Given exercise
Copy out every line exactly as given.

Given entries
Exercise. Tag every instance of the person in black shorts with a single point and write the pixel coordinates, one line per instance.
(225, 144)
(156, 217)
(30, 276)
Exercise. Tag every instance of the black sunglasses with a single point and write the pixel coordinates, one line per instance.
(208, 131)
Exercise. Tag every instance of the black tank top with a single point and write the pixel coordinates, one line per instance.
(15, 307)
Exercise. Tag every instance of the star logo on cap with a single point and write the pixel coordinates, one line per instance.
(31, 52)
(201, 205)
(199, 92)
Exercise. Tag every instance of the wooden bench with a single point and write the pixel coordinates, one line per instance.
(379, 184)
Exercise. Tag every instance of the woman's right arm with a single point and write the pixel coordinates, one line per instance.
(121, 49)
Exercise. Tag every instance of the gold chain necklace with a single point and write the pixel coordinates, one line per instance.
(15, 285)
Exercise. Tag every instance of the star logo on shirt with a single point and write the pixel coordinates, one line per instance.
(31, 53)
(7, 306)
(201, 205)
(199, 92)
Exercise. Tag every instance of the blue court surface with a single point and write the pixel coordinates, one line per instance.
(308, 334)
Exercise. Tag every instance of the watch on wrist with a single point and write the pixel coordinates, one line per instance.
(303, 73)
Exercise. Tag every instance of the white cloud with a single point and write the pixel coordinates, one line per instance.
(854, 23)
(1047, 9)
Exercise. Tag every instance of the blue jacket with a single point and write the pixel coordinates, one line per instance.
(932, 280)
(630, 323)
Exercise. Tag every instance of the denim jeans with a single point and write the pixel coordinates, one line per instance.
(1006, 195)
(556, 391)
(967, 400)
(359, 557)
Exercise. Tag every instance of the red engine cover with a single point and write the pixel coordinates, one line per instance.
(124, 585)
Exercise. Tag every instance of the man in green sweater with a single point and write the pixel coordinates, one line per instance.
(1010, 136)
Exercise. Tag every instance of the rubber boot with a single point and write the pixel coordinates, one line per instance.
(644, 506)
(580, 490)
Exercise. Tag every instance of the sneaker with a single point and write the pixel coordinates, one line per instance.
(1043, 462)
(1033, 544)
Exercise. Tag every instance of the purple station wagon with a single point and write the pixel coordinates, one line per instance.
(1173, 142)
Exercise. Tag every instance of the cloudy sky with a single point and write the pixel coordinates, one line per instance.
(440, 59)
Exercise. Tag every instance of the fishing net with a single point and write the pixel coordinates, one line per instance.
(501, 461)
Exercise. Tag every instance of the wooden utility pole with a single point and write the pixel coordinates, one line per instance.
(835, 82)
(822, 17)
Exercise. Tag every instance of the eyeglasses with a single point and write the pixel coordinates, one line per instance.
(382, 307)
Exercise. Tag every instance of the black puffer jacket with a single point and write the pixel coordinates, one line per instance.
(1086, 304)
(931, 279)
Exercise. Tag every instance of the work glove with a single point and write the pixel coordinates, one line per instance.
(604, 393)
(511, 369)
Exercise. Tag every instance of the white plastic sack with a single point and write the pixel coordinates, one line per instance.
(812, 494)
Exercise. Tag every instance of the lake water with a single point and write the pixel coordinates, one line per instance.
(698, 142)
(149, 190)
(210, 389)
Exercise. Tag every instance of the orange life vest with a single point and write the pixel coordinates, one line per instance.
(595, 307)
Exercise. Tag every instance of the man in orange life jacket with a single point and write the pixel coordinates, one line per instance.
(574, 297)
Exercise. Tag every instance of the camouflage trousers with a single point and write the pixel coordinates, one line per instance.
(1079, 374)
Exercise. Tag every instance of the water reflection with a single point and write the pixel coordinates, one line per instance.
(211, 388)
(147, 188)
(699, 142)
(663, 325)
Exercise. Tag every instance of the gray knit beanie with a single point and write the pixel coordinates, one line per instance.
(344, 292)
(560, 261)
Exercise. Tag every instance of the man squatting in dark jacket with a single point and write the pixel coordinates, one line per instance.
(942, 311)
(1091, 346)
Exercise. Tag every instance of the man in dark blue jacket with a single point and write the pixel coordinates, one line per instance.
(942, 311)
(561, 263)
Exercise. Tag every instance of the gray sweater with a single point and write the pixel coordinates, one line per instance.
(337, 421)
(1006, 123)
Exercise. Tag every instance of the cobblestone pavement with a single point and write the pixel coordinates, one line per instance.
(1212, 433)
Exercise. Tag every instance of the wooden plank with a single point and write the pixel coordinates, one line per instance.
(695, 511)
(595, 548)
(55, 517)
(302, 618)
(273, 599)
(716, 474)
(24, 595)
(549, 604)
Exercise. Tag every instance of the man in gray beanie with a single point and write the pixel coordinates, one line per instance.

Answer below
Exercise. Tag every instance of the person in black shorts with a single point and write the pixel coordinates, one line per instance.
(225, 144)
(156, 217)
(30, 276)
Exercise. Tag every instance of the black sunglasses with a single point and write the pixel coordinates, one line per instance.
(208, 131)
Exercise. Tag every instance of the black tank top with a single point and write the pixel coordinates, one line per instance.
(15, 307)
Exercise. Tag every instance of the star logo on cap with a single point and write the pixel coordinates, one line per instance.
(31, 52)
(201, 205)
(199, 92)
Exercise. Tag every instance of the wooden bench with a single point and write the pixel coordinates, one line per instance.
(379, 184)
Exercise. Tag every instance of the woman's right arm with a single point and write the pixel coordinates, one line per instance.
(121, 49)
Exercise. Tag every instance of the gold chain necklace with a single point and write the pixel coordinates, one line per instance.
(15, 285)
Exercise. Tag every instance of the star logo on shirt with a single point and write the pixel coordinates, one line per instance.
(31, 53)
(7, 306)
(201, 205)
(199, 92)
Exercise. Tag every instance of the blue court surface with a single point and write the pixel coordinates, one line per instance.
(308, 334)
Exercise. Tag every instance of the watch on wrist with a single point and write the pixel coordinates, one line per instance.
(303, 73)
Exercise. Tag every instance of the white cloud with a single point and write the pixel coordinates, one line per instance.
(854, 23)
(1047, 9)
Exercise. Tag every instance of the blue jacket with a single point and write the pixel coordinates, one line per instance.
(932, 280)
(630, 323)
Exercise. Tag every instance of the denim jeans with a single point and write the pixel coordinates, one line per instance.
(1006, 195)
(556, 391)
(967, 400)
(359, 557)
Exercise. Tag every instance of the red engine cover with a single point and write the pixel coordinates, one line per instance.
(124, 585)
Exercise. Tag every instance of the man in green sweater with a single point and write the pixel coordinates, one line per instance.
(1010, 136)
Exercise. Tag every instance of the rubber boot with a single point and write the pixel coordinates, one line per instance.
(644, 506)
(580, 490)
Exercise. Tag every instance of the sneaker with a single point and write the pixel coordinates, one line per instance.
(1043, 462)
(1033, 544)
Exercise. Tag every instance of the purple station wagon with a single point and write the pixel coordinates, one line per instance.
(1173, 142)
Exercise. Tag every instance of the cloudy sky with a single point and write the pixel coordinates, one line per instance.
(440, 59)
Exercise. Tag every instance of the fishing net with a single point and write the pixel coordinates, one line per instance.
(501, 461)
Exercise. Tag every instance of the wooden utility pole with a single point and write the pixel coordinates, one line per instance.
(835, 82)
(822, 17)
Exercise. Tag every instance of the eyeglasses with a single point and write the pixel coordinates, one line per instance.
(382, 307)
Exercise. Tag every instance of the black puffer jacket with a single point and write the pixel coordinates, one line per instance.
(1086, 304)
(931, 279)
Exercise. Tag every instance of the work glove with a single point and write the pixel coordinates, one line per instance.
(604, 393)
(511, 369)
Exercise. Tag every instance of the white plastic sack with a single point and write the pixel coordinates, one line per instance.
(812, 494)
Exercise. Tag every instance of the lake water with a single point and write the pixel coordinates, one line per instance.
(698, 142)
(149, 190)
(210, 389)
Exercise. Tag every instance of the orange life vest with a single point and write the pixel coordinates, one line per instance.
(595, 307)
Exercise. Tag every instance of the man in orange life jacket with a single point and write the pixel coordinates, one line per instance.
(574, 297)
Exercise. Tag every instance of the camouflage trousers with a single point and write the pixel coordinates, one line per instance.
(1079, 374)
Exercise. Tag every instance of the water reflection with a single point and write the pixel coordinates, one line per instance.
(211, 388)
(147, 188)
(699, 142)
(663, 325)
Exercise. Tag every instance of the gray knit beanie with a single point and write the pixel coordinates, one line per instance.
(344, 292)
(560, 261)
Exercise. Tag every instance of the man squatting in dark jacket with a single point and write the pixel coordinates, one line per instance.
(942, 311)
(1091, 346)
Exercise. Tag every instance of the man in dark blue jacket with a single point and write the pixel coordinates, one line per instance.
(942, 311)
(561, 263)
Exercise. Tag every instance of the gray sweater with a single point and write the pixel coordinates, one line per instance.
(337, 421)
(1006, 123)
Exercise. Tag every instance of the cobblestone pavement with a single point and write the pixel coordinates, one line per instance.
(1212, 433)
Exercise. Tag every instance of the wooden plank with a single point and write the pixel coordinates, one line per instance.
(695, 511)
(595, 548)
(55, 517)
(302, 618)
(273, 599)
(716, 474)
(24, 595)
(549, 604)
Exercise. Tag every instance of the man in gray beanie with a single point and write the pixel coordinates, one line per instance.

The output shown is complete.